(KORTE OPDRACHT 1):
Geef bij elke bewering aan of ze overeenkomt met de uitspraak: (a) De Advocaat-Generaal concludeert tot verwerping van het beroep. (b) De advocaat van [verweerster] heeft bij brief van 15 oktober 2010 op de conclusie gereageerd. (c) Aan de buitenkant van het kantoorgebouw stond de naam van [C] B.V. Antwoord telkens met ja of nee en citeer letterlijk de woorden uit de uitspraak die de doorslag geven.
(KORTE OPDRACHT 2):
Haal uit de records elke regel die de string "task" bevat. Let daarbij op hoofdletters en kleine letters.

(AANGELEVERDE TEKST):
----------------------------------------
Cassatie van Supreme Court (Netherlands), 11 de Marzo de 2011

Datum uitspraak11 de Marzo de 2011
Uitgevende instantie:Supreme Court (Netherlands)

11 maart 2011

Eerste Kamer

09/03427

DV/EE

Hoge Raad der Nederlanden

Arrest

in de zaak van:

[Eiser],

wonende te [woonplaats],

EISER tot cassatie,

advocaat: mr. B.T.M. van der Wiel,

t e g e n

[Verweerster],

wonende te [woonplaats],

VERWEERSTER in cassatie,

advocaat: mr. H.J.W. Alt.

Partijen zullen hierna ook worden aangeduid als [eiser] en [verweerster].

  1. Het geding in feitelijke instanties

    Voor het verloop van het geding in feitelijke instanties verwijst de Hoge Raad naar de navolgende stukken:

    1. de vonnissen in de zaak 211275/HA ZA 03-3459 van de rechtbank 's-Gravenhage van 9 november 2005, 1 maart 2006 en 14 juni 2006;

    2. het arrest in de zaak 105.005.137/01 van het gerechtshof te 's-Gravenhage van 12 mei 2009.

    Het arrest van het hof is aan dit arrest gehecht.

  2. Het geding in cassatie

    Tegen het arrest van het hof heeft [eiser] beroep in cassatie ingesteld. De cassatiedagvaarding is aan dit arrest gehecht en maakt daarvan deel uit.

    [Verweerster] heeft geconcludeerd tot verwerping van het beroep.

    De zaak is voor partijen toegelicht door hun advocaten en voor [eiser] mede door mr. P.A. Fruytier, advocaat bij de Hoge Raad.

    De conclusie van de Advocaat-Generaal J. Spier strekt tot vernietiging van het bestreden arrest en tot verwijzing.

    De advocaat van [verweerster] heeft bij brief van 15 oktober 2010 op de conclusie gereageerd.

  3. Beoordeling van het middel

    3.1 In cassatie kan van het volgende worden uitgegaan.

    (i) [Betrokkene 1] was in 2002/2003 als hypotheekadviseur in dienst van [C] B.V. Deze vennootschap is gevestigd op hetzelfde adres als haar zusterbedrijven [A] B.V. en [B], een eenmansbedrijf. Aan de buitenkant van het kantoorgebouw was (uitsluitend) vermeld: '[B]'.
----------------------------------------
(AANGELEVERDE RECORDS):
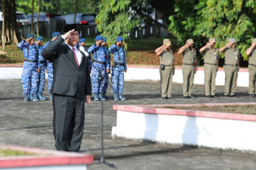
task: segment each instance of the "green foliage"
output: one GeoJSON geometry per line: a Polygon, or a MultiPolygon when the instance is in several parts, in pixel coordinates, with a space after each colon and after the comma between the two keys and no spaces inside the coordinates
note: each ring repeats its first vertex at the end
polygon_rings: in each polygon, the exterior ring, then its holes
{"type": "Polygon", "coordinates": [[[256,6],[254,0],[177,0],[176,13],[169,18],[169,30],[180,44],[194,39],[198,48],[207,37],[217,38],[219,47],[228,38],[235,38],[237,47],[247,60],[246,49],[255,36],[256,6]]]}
----------------------------------------
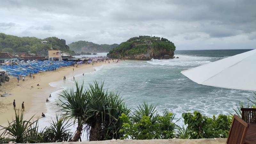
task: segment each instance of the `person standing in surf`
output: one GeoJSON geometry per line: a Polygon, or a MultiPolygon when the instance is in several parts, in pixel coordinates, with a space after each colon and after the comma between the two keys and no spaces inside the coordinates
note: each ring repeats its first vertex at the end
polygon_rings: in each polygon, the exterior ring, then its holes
----------------------------------------
(EINDRESULTAAT 1):
(a) Nee: "De conclusie van de Advocaat-Generaal J. Spier strekt tot vernietiging van het bestreden arrest en tot verwijzing."
(b) Ja: "De advocaat van [verweerster] heeft bij brief van 15 oktober 2010 op de conclusie gereageerd."
(c) Nee: "Aan de buitenkant van het kantoorgebouw was (uitsluitend) vermeld: '[B]'."

(EINDRESULTAAT 2):
task: segment each instance of the "green foliage"
task: segment each instance of the `person standing in surf`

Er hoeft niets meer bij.